Extract -
============================================================
A few albums rush out of the starting gate and then settle down halfway down the track, ambling into the finish line fifty-odd minutes later, hardly recognizable as whatever or whomever had started them off. This pattern distinguishes both recordings. Beggars Banquet distributed this band's 1993 debut. 

Its first five songs rattle along with threats and chants. Jimi Shields integrates the traditional Irish bodhrán drum into "Lúnasa," which mixes in the ominous percussive beat under a tribal melody. Recalling an earlier, inventive and overlooked Dublin ensemble, The Virgin Prunes (there the relation is to U2 rather than MBV in civic genealogy), that song conveys an intelligent nod to the island's folk roots, enriching the noise rather than smoothing it out. "Bring on Stigmata" finds Shields' vocals echoing and wailing as keyboards churn, credited to Shields and Ken Griffin. Meanwhile, Ger Griffin (no relation) supports with unpredictable guitar. Stevie Murray's bass thunders under "Bow Hitch-Hiker," the last combative contribution among the eleven songs. For, after the first side's sonic attack, the second side settles into pleasantry, akin more to later Mercury Rev or Flaming Lips. As with those bands, this music provides decent pop-rock, but it's no match for those outfits' once-amplified, addled first few albums. Luckily, Dave Fridmann, producer and tamer of both those American bands, was not on hand to dampen down whatever Rollerskate Skinny had turned up to 11, at least for a while.

Apparently, the constant references in coverage of the band to brother Kevin led Jimi to quit before 1996. That year's follow-up Horsedrawn Wishes found the band reduced by one, relying on session drummers. A leaner Rollerskate Skinny thickens the layers of instrumentation, creating even denser and more challenging harmonics. The band's confidence shows. With co-producer Aidan Foley, they reached a clever apex in exploiting well whatever Warner Brothers had shelled out for studio costs. 

Perversely or intentionally, the band also delivers album two on the same template as the first. Until the end of the seventh entry, the three musicians, now all playing what the liner notes reveal as the guitars and keyboards (which Jimi had mastered on Shoulder Voices), shine. "Speed to My Side" is the tune AMG reviewed as marrying Beatles shimmer to MBV shudder. It saunters like opera, rising and falling. These skewed songs float and dip, cresting and dipping over waves of volume as texture. Rollerskate Skinny stack up the voices and pile on the momentum, if for half the tracks each outing.

"Man Under Glass" has the members vowing their hate of the sun, or maybe the Son. This bobs over a mad flurry of mechanical tinkering, over rhythms capable of crushing the wary or inspiring the saintly. The music swerves and spins. The bands listed above may offer rough similarities, but the determination to resist the usual rock styles makes them again akin more to humbler if sassier misfits such as The Virgin Prunes. In a city where U2 reigned, it must have been a daunting challenge to go against the flow and to insist, as Rollerskate Skinny does twice for a stretch each album, on audacity.
============================================================
Given information -
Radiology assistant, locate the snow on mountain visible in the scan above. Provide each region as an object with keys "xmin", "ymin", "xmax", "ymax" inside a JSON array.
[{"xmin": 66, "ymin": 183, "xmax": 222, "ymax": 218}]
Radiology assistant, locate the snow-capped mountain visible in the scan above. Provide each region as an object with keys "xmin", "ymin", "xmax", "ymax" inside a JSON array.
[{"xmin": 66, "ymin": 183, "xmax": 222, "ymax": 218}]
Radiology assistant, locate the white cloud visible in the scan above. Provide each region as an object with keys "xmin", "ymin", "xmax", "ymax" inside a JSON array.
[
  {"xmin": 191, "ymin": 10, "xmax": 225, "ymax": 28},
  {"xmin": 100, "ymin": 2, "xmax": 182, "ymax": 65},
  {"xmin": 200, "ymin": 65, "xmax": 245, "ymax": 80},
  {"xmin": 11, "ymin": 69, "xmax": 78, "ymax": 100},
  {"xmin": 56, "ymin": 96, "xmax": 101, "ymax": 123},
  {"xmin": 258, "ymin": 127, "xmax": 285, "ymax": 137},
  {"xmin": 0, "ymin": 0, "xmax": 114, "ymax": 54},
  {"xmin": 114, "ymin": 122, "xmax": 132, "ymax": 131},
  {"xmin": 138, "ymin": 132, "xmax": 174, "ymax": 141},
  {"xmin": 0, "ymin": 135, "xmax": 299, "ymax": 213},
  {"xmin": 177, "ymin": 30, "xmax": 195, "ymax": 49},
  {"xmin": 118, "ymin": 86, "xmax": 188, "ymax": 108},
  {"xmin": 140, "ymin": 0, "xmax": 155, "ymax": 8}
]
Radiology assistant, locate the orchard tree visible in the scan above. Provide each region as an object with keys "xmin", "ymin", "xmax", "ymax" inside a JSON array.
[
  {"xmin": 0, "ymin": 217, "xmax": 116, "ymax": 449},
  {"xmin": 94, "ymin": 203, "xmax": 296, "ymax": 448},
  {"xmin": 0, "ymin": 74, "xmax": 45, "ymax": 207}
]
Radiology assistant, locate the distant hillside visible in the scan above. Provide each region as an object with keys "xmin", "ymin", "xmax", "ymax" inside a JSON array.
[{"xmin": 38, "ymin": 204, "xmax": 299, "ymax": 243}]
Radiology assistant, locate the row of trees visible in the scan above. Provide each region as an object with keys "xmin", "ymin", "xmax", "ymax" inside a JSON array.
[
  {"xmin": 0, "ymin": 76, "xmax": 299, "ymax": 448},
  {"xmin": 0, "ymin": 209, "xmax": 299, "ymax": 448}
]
============================================================
Tasks to carry out -
**a.** Offset the records from the line with "Radiology assistant, locate the white" up to and including the final line of the records: write those lines out again, requests included, and subtract 68 from every bounding-box coordinate in the answers.
**b.** Write what comes next in the review of Rollerskate Skinny's two albums, picking up after its last sentence.

Exercise answers -
**a.**
Radiology assistant, locate the white cloud visible in the scan above. Provide each region as an object with keys "xmin", "ymin", "xmax", "ymax" inside a JSON array.
[
  {"xmin": 123, "ymin": -58, "xmax": 157, "ymax": -40},
  {"xmin": 32, "ymin": -66, "xmax": 114, "ymax": -3},
  {"xmin": 132, "ymin": -3, "xmax": 177, "ymax": 12},
  {"xmin": -57, "ymin": 1, "xmax": 10, "ymax": 32},
  {"xmin": -12, "ymin": 28, "xmax": 33, "ymax": 55},
  {"xmin": 190, "ymin": 59, "xmax": 217, "ymax": 69},
  {"xmin": -68, "ymin": -68, "xmax": 46, "ymax": -14},
  {"xmin": 46, "ymin": 54, "xmax": 64, "ymax": 63},
  {"xmin": 70, "ymin": 64, "xmax": 106, "ymax": 73},
  {"xmin": -68, "ymin": 67, "xmax": 231, "ymax": 145},
  {"xmin": 109, "ymin": -38, "xmax": 127, "ymax": -19},
  {"xmin": 50, "ymin": 18, "xmax": 120, "ymax": 40},
  {"xmin": 72, "ymin": -68, "xmax": 87, "ymax": -60}
]
Radiology assistant, locate the orchard tree visible in the scan above. Provide each region as an object with keys "xmin", "ymin", "xmax", "ymax" inside a JSON array.
[
  {"xmin": -68, "ymin": 149, "xmax": 48, "ymax": 381},
  {"xmin": 26, "ymin": 135, "xmax": 228, "ymax": 380},
  {"xmin": -68, "ymin": 6, "xmax": -23, "ymax": 139}
]
Radiology assistant, locate the distant hillside visible in the scan above. Provide each region as an object with keys "xmin", "ymin", "xmax", "ymax" inside a JSON array.
[{"xmin": -30, "ymin": 136, "xmax": 231, "ymax": 175}]
Radiology assistant, locate the row of trees visible in the scan above. Provide each region as an object with keys "xmin", "ymin", "xmax", "ymax" inside a JSON array.
[
  {"xmin": -68, "ymin": 8, "xmax": 231, "ymax": 380},
  {"xmin": -68, "ymin": 141, "xmax": 231, "ymax": 380}
]

**b.**
Why each album glides after soaring may not need any answer more profound than rest after exertion. Their energy dissipates gradually, as sides two bring a listener back to firm ground. But the best moments remain in the unsettling, giddy, surprising and woozy rides that precede the landings. 

The members went on after the band's demise following their second album to the usual side projects. Dave Fridmann inevitably weighed in as co-producer of Jimi Shields' Lotus Crown. Their Chokin' on the Jokes (1997) resembles Fridmann's main bands, but it also tilts upon a shoegazing foundation on which Jimi builds up engaging and offbeat songs. It also suggests that Ken Griffin may have been Rollerskate Skinny's mastermind, rather than Shields. For Dead City Sunbeams, the project of Griffin's alter ego Kid Silver, managed on JetSet to rouse critical applause just before the millennium.

Ken then created a collaboration with Aspera, Philadelphia neo-psych veterans, as Favourite Sons. They released a few Iggy meets The Strokes or Echo-plus-The Church records, after all moving to Brooklyn. Finally, The Radio (2004) generated Ger Griffin's dream-pop back in Rollerskate Skinny's hometown. It's a shame that streaming services do not enable audiences over two decades later to enjoy all of Rollerskate Skinny. For now, Lotus Crown and Shoulder Voices survive as bits and bytes.
(Spectrum Culture in re-edited form as part of its Revisit/ Rediscover music feature series 6-6-17)

Saturday, May 27, 2017

The Black Watch's "The Gospel According to John": Music Review



Active since the mid-80s, The Black Watch blends the British and New Zealand indie-pop moods of wistful reverie with the frenetic reactions of The Cure, House of Love, and Echo and the Bunnymen. As with many of its peers, this ensemble continues with its lead singer-songwriter guiding a changing lineup. Tallying as full-length recording fifteen, spanning thirty years of its discography, John Andrew Fredrick and band return with one of the best albums from this reliably satisfying outfit.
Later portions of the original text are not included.